(Collected data)
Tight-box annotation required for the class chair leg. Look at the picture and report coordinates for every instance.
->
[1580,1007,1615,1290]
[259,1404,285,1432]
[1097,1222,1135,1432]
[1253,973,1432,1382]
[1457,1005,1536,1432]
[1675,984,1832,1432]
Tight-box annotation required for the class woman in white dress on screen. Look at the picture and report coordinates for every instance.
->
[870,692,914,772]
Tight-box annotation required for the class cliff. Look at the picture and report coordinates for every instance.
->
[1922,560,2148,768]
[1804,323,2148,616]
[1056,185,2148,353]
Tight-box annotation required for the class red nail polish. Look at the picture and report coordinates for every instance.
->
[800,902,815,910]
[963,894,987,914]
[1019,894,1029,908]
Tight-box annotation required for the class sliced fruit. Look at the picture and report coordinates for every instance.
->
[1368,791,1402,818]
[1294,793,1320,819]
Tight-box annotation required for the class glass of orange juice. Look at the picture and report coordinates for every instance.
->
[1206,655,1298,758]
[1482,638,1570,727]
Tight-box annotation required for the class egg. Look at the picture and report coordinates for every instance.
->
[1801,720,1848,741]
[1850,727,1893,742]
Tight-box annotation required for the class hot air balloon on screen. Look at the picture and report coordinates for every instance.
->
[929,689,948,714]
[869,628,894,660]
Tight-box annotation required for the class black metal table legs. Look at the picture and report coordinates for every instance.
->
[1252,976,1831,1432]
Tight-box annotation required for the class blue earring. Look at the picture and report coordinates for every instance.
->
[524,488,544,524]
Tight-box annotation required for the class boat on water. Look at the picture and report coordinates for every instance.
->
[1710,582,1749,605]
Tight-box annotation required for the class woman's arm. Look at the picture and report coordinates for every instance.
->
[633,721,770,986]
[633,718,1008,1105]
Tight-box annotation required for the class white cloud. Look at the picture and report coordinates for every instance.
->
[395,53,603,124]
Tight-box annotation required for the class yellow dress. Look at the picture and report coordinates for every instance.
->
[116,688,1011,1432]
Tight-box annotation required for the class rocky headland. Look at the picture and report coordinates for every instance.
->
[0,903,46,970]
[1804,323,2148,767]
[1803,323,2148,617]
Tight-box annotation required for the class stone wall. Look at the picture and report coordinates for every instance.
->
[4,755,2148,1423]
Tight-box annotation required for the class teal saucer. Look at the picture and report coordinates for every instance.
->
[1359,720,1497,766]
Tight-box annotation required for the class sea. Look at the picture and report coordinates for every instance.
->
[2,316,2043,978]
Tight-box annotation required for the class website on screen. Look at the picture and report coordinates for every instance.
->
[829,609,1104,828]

▸ What to do
Copy every record exactly as presented.

▸ Written answer
Tight-box annotation required for the class chair leg. Look at the picture and report coordinates for every instance.
->
[1580,1007,1615,1290]
[259,1404,285,1432]
[1097,1222,1135,1432]
[1253,973,1432,1382]
[1457,1005,1536,1432]
[1675,984,1832,1432]
Tight-box annotation required for the class woman in white dress on screen. Look at the picture and report coordinates for every instance.
->
[870,692,914,772]
Tight-box annotation required for the class cliff. Look at the picture and report coordinates for every instance.
->
[1922,560,2148,768]
[1804,323,2148,616]
[1056,185,2148,353]
Tight-box annotation required for the class red nail polish. Look at the picture and report coordinates for every instance.
->
[800,902,815,910]
[963,894,987,914]
[1019,894,1029,908]
Tight-box annotation required for the class sliced fruit. Look at the picture and report coordinates for every instance.
->
[1368,791,1402,818]
[1294,793,1320,819]
Tight-box annotation required for the class glass of orange juice. Look at the picture and report coordinates for every instance.
->
[1206,655,1298,758]
[1482,638,1570,727]
Tight-box annotation required for the class egg. Look at the picture and report coordinates for every instance.
->
[1801,720,1848,741]
[1850,727,1893,742]
Tight-box annotation required for the class hot air balloon on screen. Look at the picture and report coordinates for every instance.
->
[929,689,948,714]
[869,628,894,660]
Tight-box annotation required for the class black metal table legs. Look at the picture and report coordinates for every instance.
->
[1252,976,1831,1432]
Tight-box annotation required for the class blue earring. Look at the picture and report coordinates for every instance.
->
[524,488,544,524]
Tight-box annotation required for the class boat on water. Look at the picture and report coordinates for every instance.
->
[1710,582,1749,605]
Tight-box annotation required for the class woman's arm. Look at the picture and report coordinates for every instance.
->
[633,721,770,986]
[633,718,1008,1105]
Tight-box annotation required for the class white cloud. Look at the picture and report coordinates for every instance.
->
[395,53,603,124]
Tight-box annotation required for the class yellow dress. Look at the picture and report coordinates for every instance.
->
[116,688,1011,1432]
Tight-box annotation required for the class rocky headland. Look at the picture and report coordinates for every instance.
->
[0,903,46,970]
[1804,323,2148,767]
[1803,323,2148,617]
Tight-box annotation required for the class stone wall. Look at the picture and report coordinates for every instance.
->
[4,755,2148,1423]
Tight-box annotation required for the class teal saucer. Look at the picture and report coordinates for every instance.
->
[1359,720,1497,766]
Tight-box annotation required for the class sea. Look at the picture and report coordinates for every instance.
->
[2,316,2043,978]
Tight-box annotation required for the class website on screen. Look at the picture and report coordinates for every instance.
->
[829,609,1104,828]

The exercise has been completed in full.